> Text
○ ○ ○ ○ ○ ○ ○
Your First Visit
What to expect at your appointment
Please arrive 15 minutes before your scheduled new patient appointment time.
This will allow you some extra time to:
- Turn in or complete the new patient health history form
- Verify your medical insurance
If your primary care provider has referred you please ask them to send us a copy of any relevant medical records, including lab work or x-rays, prior to your scheduled appointment.
After your check-in at the front desk:
You will first meet with the Medical Assistant who will check your blood pressure, pulse and respiratory rate and review any other necessary medical information.
Your allergist will then review your new patient health history form with you and obtain a very detailed history regarding your symptoms – including severity, relation to possible allergen exposure, and response to past treatment.
A physical exam will be done focusing on the eyes, ears, nose, throat, lungs and skin to look for signs of allergic disease – including nasal allergies, asthma and skin-related allergies such as eczema, hives or contact dermatitis.
After the history and physical exam, and the review of the relevant previous tests and medical records, you and your allergist will decide if any further testing is necessary. This may include skin testing and or blood tests to clarify what you or your child are allergic to, lung function tests to objectively diagnose or help fine-tune control of asthma, or radiological images such as a sinus CT scan or chest x-ray. Below you will find a more detailed description of the most commonly ordered tests.
○ ○ ○ ○ ○ ○ ○
> Activity
Repeat the stretch of the first-visit text above from "Your First Visit" through "to past treatment.".

> Dataset excerpts
○ ○ ○ ○ ○ ○ ○
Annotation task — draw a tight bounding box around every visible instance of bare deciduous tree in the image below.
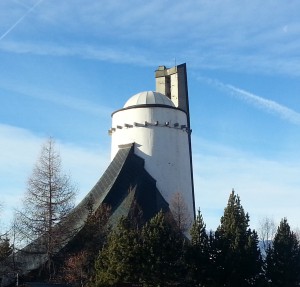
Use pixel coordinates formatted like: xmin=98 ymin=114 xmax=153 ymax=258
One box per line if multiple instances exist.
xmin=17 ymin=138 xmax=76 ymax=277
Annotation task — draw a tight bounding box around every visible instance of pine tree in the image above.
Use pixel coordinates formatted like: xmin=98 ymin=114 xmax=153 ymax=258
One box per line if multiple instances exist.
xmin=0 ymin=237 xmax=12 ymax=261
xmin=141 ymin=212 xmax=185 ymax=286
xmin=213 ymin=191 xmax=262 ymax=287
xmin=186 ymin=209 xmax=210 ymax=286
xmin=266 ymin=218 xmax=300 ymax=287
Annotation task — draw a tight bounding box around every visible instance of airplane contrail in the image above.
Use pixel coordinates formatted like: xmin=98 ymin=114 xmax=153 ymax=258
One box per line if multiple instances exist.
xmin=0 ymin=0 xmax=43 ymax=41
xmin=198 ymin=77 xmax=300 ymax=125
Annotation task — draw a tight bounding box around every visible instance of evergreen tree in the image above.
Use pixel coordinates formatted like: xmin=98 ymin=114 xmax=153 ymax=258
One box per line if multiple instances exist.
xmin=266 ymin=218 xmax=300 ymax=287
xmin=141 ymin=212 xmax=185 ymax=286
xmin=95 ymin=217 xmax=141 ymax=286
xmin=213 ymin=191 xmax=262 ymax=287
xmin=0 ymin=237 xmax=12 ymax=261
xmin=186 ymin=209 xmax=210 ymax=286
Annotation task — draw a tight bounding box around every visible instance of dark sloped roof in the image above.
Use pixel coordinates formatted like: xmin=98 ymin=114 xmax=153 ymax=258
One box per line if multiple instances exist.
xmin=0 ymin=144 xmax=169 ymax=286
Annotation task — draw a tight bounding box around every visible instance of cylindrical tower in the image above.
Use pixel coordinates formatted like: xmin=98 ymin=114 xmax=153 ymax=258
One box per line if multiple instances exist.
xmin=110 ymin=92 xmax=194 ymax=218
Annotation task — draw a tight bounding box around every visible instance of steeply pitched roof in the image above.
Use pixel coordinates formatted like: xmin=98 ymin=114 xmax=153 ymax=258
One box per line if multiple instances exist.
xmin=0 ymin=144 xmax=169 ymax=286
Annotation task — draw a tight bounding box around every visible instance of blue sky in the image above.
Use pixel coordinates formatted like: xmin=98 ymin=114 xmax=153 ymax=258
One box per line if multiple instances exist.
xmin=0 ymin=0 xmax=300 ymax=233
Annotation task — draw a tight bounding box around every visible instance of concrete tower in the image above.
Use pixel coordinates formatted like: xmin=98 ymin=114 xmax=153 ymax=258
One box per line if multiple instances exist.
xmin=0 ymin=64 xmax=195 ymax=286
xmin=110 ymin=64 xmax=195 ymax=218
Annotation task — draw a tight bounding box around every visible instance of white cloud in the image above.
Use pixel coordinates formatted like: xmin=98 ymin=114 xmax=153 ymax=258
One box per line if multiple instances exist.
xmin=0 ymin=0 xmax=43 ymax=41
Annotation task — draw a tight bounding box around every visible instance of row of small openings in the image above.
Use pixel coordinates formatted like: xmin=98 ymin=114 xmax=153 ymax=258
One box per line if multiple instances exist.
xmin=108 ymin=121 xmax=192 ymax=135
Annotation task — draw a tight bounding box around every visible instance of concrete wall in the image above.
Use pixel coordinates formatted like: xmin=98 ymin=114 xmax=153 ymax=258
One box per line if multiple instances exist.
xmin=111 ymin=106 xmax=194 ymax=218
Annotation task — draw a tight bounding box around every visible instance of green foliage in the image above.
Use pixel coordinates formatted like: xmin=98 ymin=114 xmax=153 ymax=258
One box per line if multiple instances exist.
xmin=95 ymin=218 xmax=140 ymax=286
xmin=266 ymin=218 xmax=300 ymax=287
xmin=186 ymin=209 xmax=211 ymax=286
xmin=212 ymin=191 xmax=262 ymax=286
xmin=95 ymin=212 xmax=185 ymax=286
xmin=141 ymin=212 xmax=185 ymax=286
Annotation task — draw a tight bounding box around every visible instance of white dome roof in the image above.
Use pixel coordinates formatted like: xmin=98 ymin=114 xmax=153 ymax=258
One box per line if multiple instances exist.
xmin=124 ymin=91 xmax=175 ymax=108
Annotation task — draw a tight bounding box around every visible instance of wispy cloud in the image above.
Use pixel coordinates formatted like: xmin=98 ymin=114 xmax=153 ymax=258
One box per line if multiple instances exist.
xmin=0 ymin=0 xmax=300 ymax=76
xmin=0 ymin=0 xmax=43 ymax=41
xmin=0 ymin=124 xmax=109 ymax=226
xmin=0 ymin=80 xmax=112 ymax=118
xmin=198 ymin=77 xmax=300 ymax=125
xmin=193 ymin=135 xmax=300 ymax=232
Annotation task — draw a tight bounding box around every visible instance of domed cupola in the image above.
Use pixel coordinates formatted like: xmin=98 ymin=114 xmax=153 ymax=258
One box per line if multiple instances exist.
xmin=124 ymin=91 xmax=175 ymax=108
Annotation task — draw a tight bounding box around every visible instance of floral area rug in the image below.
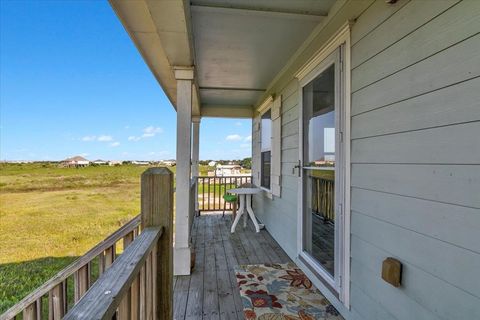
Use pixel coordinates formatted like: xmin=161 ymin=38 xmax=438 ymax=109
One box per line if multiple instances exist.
○ ○ ○ ○ ○ ○ ○
> Reply
Your First Visit
What to expect at your appointment
Please arrive 15 minutes before your scheduled new patient appointment time.
This will allow you some extra time to:
- Turn in or complete the new patient health history form
- Verify your medical insurance
If your primary care provider has referred you please ask them to send us a copy of any relevant medical records, including lab work or x-rays, prior to your scheduled appointment.
After your check-in at the front desk:
You will first meet with the Medical Assistant who will check your blood pressure, pulse and respiratory rate and review any other necessary medical information.
Your allergist will then review your new patient health history form with you and obtain a very detailed history regarding your symptoms – including severity, relation to possible allergen exposure, and response to past treatment.